(학습 목표)
아래 자료에서 "of the gnarled" 문구가 들어 있는 줄부터 "pixel 1231 158" 문구가 들어 있는 줄까지를 양 끝 줄을 포함하여 번호 목록으로 옮기시오. 빈 줄은 빼고, 이 구간 밖의 줄은 넣지 마시오.
***
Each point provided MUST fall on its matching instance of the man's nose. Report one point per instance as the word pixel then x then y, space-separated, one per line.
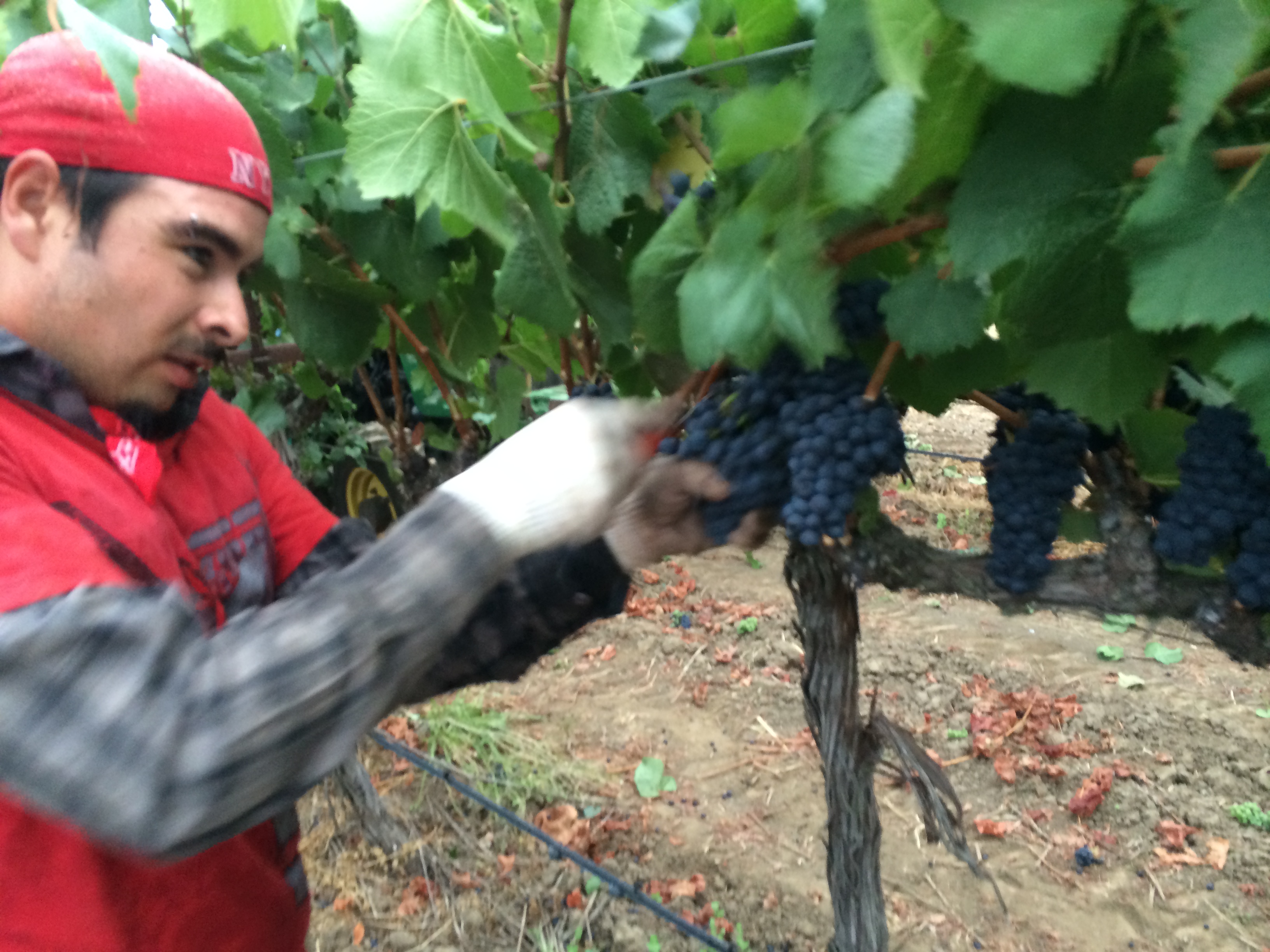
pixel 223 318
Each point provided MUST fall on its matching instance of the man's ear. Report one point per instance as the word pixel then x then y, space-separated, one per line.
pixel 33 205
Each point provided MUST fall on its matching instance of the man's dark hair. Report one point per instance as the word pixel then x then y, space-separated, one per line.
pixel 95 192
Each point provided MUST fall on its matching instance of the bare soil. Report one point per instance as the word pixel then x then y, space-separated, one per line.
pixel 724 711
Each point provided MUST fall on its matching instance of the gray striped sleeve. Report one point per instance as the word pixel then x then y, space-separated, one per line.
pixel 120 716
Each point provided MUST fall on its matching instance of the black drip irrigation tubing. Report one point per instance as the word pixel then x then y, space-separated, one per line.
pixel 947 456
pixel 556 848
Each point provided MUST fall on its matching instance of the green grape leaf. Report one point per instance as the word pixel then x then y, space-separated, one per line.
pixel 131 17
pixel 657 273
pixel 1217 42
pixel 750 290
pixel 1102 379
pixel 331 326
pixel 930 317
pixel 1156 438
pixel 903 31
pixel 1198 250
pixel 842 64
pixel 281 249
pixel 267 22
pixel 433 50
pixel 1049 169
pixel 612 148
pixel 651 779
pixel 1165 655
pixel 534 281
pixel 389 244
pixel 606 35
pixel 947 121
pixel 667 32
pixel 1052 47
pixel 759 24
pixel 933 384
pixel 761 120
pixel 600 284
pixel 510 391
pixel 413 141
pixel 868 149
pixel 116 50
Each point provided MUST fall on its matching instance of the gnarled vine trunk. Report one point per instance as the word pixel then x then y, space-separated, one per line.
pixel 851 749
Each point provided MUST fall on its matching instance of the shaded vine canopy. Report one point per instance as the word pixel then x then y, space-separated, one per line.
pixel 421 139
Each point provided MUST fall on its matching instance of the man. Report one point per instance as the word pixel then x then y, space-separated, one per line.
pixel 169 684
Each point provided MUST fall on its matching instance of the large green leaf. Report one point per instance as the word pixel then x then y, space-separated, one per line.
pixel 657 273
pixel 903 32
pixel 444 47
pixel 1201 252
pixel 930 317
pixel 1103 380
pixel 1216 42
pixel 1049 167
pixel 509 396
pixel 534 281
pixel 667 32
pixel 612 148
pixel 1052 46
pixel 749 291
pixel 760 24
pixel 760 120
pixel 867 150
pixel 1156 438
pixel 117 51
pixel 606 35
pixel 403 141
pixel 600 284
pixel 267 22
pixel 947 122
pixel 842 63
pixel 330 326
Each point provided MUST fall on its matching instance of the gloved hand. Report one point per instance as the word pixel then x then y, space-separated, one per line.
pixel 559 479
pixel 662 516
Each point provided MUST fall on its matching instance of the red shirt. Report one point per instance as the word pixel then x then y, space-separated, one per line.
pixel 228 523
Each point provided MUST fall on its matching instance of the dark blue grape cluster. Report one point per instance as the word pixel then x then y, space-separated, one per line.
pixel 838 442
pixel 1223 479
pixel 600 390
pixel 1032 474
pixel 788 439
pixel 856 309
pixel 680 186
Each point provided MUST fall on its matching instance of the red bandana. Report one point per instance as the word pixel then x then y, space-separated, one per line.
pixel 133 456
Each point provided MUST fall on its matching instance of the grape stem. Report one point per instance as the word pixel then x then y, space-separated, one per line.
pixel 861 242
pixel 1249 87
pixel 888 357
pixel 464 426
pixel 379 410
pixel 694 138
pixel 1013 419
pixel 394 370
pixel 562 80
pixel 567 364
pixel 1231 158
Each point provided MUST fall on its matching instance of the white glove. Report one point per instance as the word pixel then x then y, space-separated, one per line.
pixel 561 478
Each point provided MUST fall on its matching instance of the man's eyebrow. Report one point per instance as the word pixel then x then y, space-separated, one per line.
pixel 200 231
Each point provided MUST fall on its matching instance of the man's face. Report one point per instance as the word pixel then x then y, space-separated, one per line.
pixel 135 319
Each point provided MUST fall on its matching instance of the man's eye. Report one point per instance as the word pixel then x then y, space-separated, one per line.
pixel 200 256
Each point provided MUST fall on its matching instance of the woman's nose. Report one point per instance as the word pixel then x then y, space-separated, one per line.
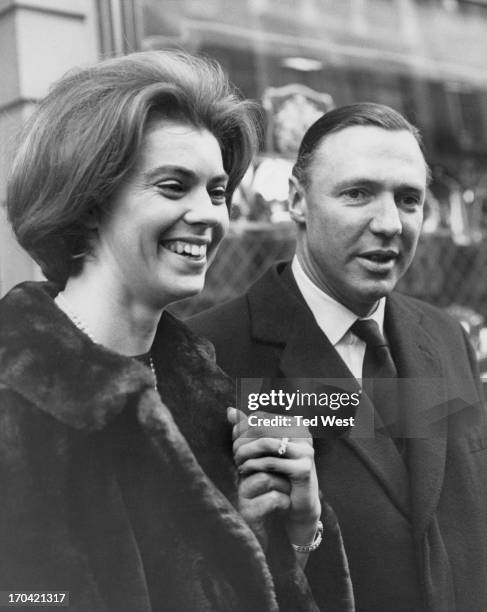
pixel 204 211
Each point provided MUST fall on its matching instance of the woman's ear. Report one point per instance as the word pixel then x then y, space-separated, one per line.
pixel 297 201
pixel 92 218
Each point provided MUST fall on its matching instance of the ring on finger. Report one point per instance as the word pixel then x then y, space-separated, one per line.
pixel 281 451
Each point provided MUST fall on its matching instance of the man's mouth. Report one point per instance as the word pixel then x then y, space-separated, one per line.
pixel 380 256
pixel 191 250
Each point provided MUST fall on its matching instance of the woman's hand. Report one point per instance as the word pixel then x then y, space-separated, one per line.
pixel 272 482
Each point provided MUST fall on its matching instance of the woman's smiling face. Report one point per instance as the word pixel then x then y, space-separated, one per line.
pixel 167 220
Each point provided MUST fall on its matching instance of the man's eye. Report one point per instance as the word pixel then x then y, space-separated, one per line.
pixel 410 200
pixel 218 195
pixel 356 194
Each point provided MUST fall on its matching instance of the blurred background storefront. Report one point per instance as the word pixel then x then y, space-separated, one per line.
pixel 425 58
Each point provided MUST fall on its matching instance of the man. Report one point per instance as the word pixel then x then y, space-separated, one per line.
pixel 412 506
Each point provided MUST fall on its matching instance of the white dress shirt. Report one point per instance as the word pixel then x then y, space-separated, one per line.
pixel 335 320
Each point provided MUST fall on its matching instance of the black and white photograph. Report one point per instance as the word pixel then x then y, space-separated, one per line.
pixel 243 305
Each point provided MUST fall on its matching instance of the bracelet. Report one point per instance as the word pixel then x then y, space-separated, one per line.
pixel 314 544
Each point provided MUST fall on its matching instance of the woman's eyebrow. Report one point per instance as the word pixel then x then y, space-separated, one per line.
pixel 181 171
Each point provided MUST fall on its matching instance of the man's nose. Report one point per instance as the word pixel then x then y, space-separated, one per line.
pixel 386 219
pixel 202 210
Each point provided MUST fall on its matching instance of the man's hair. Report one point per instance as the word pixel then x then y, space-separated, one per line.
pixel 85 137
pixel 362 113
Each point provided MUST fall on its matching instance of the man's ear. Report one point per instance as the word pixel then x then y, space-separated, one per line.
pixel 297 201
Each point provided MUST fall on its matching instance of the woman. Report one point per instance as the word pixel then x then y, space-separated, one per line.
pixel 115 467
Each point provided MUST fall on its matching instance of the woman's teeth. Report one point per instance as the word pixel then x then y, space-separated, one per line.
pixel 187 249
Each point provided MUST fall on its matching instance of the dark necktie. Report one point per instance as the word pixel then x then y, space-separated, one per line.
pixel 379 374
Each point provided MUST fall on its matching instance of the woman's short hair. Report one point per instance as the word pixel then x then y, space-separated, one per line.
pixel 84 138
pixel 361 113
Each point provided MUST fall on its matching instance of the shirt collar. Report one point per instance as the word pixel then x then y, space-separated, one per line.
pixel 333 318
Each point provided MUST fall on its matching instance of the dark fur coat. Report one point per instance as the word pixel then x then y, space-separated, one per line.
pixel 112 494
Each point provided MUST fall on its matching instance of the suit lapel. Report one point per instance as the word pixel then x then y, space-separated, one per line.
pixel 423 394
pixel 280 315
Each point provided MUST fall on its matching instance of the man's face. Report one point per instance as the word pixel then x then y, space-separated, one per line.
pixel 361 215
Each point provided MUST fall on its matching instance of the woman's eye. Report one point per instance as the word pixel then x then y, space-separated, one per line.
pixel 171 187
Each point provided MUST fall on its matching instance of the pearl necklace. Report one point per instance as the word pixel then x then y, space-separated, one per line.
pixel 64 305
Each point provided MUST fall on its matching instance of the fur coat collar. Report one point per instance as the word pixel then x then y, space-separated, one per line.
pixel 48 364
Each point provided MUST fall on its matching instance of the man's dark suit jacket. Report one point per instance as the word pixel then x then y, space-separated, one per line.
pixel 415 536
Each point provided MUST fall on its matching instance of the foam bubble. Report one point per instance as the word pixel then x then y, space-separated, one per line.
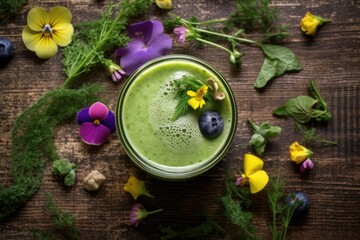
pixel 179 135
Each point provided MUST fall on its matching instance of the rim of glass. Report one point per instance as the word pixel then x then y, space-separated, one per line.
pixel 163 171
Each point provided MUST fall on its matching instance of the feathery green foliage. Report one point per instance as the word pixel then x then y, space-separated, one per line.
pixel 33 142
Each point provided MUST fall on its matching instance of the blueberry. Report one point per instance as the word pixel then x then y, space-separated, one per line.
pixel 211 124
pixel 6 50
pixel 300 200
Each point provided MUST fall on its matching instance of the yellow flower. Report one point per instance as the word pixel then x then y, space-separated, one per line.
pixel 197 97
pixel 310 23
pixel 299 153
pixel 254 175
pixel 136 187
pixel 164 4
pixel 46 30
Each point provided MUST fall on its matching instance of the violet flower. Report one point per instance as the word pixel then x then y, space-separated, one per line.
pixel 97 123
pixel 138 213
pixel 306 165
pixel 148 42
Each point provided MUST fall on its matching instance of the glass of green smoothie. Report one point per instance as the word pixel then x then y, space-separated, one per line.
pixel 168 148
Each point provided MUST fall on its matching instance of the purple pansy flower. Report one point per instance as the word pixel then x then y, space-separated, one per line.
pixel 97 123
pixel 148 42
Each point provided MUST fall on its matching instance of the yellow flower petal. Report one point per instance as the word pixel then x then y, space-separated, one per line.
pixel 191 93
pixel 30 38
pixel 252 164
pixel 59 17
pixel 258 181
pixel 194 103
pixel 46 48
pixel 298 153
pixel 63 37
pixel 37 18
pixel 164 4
***
(결과)
1. Each point provided MUST fall on its matching instance of the gnarled vine trunk. Report one point per instance as the word pixel then x then y, space-separated, one per line.
2. pixel 851 749
3. Each point provided MUST fall on its matching instance of the shaded vine canopy. Report one point per instance as the word pixel then x then y, space-separated, one per line.
4. pixel 421 139
5. Each point provided MUST fall on its matching instance of the man. Report one point per instance as the word pixel then x then y, space-separated, one per line.
6. pixel 169 684
7. Each point provided MUST fall on its matching instance of the large green leaf. Report one point per instance as the word pixel then x then y, space-separated, one per line.
8. pixel 657 273
9. pixel 903 32
10. pixel 444 47
11. pixel 1201 252
12. pixel 930 317
13. pixel 1103 380
14. pixel 1216 42
15. pixel 1049 167
16. pixel 509 396
17. pixel 534 281
18. pixel 667 32
19. pixel 612 148
20. pixel 1052 46
21. pixel 749 291
22. pixel 760 24
23. pixel 760 120
24. pixel 867 150
25. pixel 1156 438
26. pixel 117 51
27. pixel 606 35
28. pixel 403 141
29. pixel 600 284
30. pixel 267 22
31. pixel 947 122
32. pixel 842 63
33. pixel 330 326
34. Each point provided MUST fall on its matching instance of the gloved hand. Report one point per instance as the word pixel then x then y, space-separated, one per line.
35. pixel 559 479
36. pixel 662 516
37. Each point provided MUST fall on its matching instance of the red shirt. Report one point per instance as the word pixel then x then y, space-separated, one per line.
38. pixel 228 523
39. Each point provided MUST fall on its matching instance of the dark blue grape cluster. Report one point per instance as the word pixel then x then y, space-separated, one per line.
40. pixel 838 442
41. pixel 1223 479
42. pixel 600 390
43. pixel 1032 474
44. pixel 788 439
45. pixel 856 309
46. pixel 680 186
47. Each point provided MUST fall on its matching instance of the red bandana. Report one point per instance as the word pixel then x then y, space-separated, one per line.
48. pixel 133 456
49. Each point provided MUST fall on its matching instance of the grape stem. Report one point per instance as the word pixel then x then y, space-separated, one per line.
50. pixel 861 242
51. pixel 1249 87
52. pixel 888 357
53. pixel 464 426
54. pixel 379 410
55. pixel 694 138
56. pixel 1013 419
57. pixel 394 370
58. pixel 562 80
59. pixel 567 364
60. pixel 1231 158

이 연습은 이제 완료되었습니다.